start Provided entries
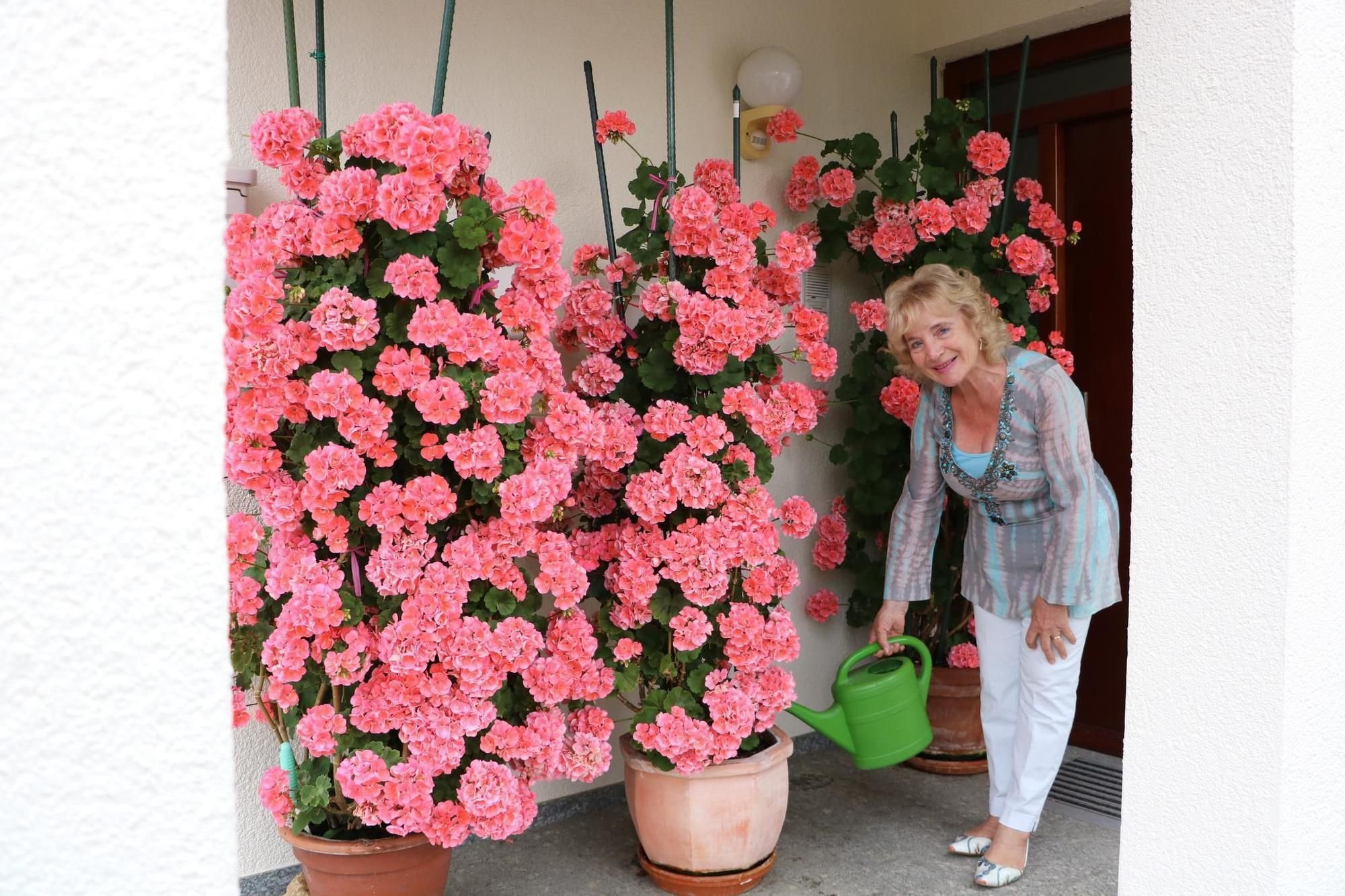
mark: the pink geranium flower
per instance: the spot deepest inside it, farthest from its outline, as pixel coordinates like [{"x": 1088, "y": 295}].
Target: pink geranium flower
[
  {"x": 988, "y": 153},
  {"x": 822, "y": 604},
  {"x": 785, "y": 127},
  {"x": 614, "y": 126}
]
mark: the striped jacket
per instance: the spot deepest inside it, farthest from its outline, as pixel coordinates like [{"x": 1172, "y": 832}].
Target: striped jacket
[{"x": 1044, "y": 518}]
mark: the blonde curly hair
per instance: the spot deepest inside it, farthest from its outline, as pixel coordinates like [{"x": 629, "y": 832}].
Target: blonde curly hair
[{"x": 945, "y": 288}]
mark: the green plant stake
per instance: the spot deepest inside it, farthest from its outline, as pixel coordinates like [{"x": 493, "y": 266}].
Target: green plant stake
[
  {"x": 321, "y": 58},
  {"x": 1013, "y": 138},
  {"x": 879, "y": 715},
  {"x": 287, "y": 762},
  {"x": 985, "y": 64},
  {"x": 602, "y": 169},
  {"x": 446, "y": 34},
  {"x": 668, "y": 54},
  {"x": 291, "y": 52}
]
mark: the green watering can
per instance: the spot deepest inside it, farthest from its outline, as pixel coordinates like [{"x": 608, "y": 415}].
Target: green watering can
[{"x": 879, "y": 713}]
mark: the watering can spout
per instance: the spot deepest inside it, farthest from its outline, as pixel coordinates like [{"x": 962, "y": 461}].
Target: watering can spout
[{"x": 831, "y": 723}]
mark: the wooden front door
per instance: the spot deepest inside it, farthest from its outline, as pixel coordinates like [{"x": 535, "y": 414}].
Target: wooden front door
[{"x": 1075, "y": 139}]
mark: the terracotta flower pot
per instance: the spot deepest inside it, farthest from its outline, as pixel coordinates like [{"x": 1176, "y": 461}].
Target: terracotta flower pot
[
  {"x": 404, "y": 865},
  {"x": 954, "y": 709},
  {"x": 724, "y": 819}
]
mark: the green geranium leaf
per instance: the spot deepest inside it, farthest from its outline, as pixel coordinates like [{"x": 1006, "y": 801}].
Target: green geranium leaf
[
  {"x": 375, "y": 283},
  {"x": 459, "y": 266},
  {"x": 627, "y": 678},
  {"x": 864, "y": 153},
  {"x": 657, "y": 370}
]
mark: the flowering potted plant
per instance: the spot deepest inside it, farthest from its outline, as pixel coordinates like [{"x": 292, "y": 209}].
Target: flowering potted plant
[
  {"x": 938, "y": 204},
  {"x": 404, "y": 431},
  {"x": 680, "y": 533}
]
end Provided entries
- **Exercise description**
Write out the records above once more, word for word, with no pictures.

- **Finished answer**
mark: the pink geranium flower
per instance: the spot deepest inside it, farthest from its outline, as pixel coordinates like [{"x": 1088, "y": 295}].
Target: pink geranium flower
[
  {"x": 988, "y": 153},
  {"x": 822, "y": 604},
  {"x": 785, "y": 127},
  {"x": 614, "y": 126}
]
mark: the striped jacket
per instance: the spot deepest inside it, farthest from its outline, as pixel coordinates like [{"x": 1172, "y": 832}].
Target: striped jacket
[{"x": 1044, "y": 518}]
mark: the blonde curly hair
per instance: the spot deepest inside it, farthest from its outline, as pixel coordinates like [{"x": 629, "y": 832}].
Target: blonde curly hair
[{"x": 945, "y": 288}]
mark: the green plant stake
per instance: the spot deepest inside it, farthest from its outline, as pixel coordinates like [{"x": 493, "y": 266}].
Target: green plant stake
[
  {"x": 321, "y": 58},
  {"x": 1013, "y": 138},
  {"x": 879, "y": 715},
  {"x": 287, "y": 762},
  {"x": 985, "y": 64},
  {"x": 602, "y": 169},
  {"x": 446, "y": 34},
  {"x": 668, "y": 54},
  {"x": 291, "y": 52}
]
mark: the green watering can
per instance: the spot deepest inside it, farthest from its outline, as pixel coordinates like [{"x": 608, "y": 415}].
Target: green watering can
[{"x": 879, "y": 713}]
mark: the watering can spout
per instance: the spot deepest inside it, farthest from its outline, as pixel coordinates like [{"x": 962, "y": 461}].
Target: watering can spout
[{"x": 831, "y": 723}]
mark: the wooden front door
per instance: the spot deepest inside it, farthest from its outline, as pixel coordinates like [{"x": 535, "y": 414}].
Target: wooden front door
[{"x": 1075, "y": 139}]
mark: the terracotta flower pot
per instance: the spot deepest inside it, farthest from its outline, as pixel coordinates like [{"x": 1176, "y": 461}].
Target: terracotta flower pot
[
  {"x": 404, "y": 865},
  {"x": 954, "y": 709},
  {"x": 724, "y": 819}
]
mark: the green geranium leaf
per instance: the spot deepest inside it, farthest from its outline, as pixel coordinates like [{"x": 1006, "y": 801}].
Target: green geranium leaf
[
  {"x": 375, "y": 283},
  {"x": 459, "y": 266},
  {"x": 627, "y": 678},
  {"x": 864, "y": 153},
  {"x": 657, "y": 370}
]
mark: the flowering potted plant
per instance: the spot deepest inside it, farthest from its outline, as pixel coordinates like [{"x": 292, "y": 209}].
Target: flowering potted plant
[
  {"x": 938, "y": 204},
  {"x": 404, "y": 431},
  {"x": 680, "y": 533}
]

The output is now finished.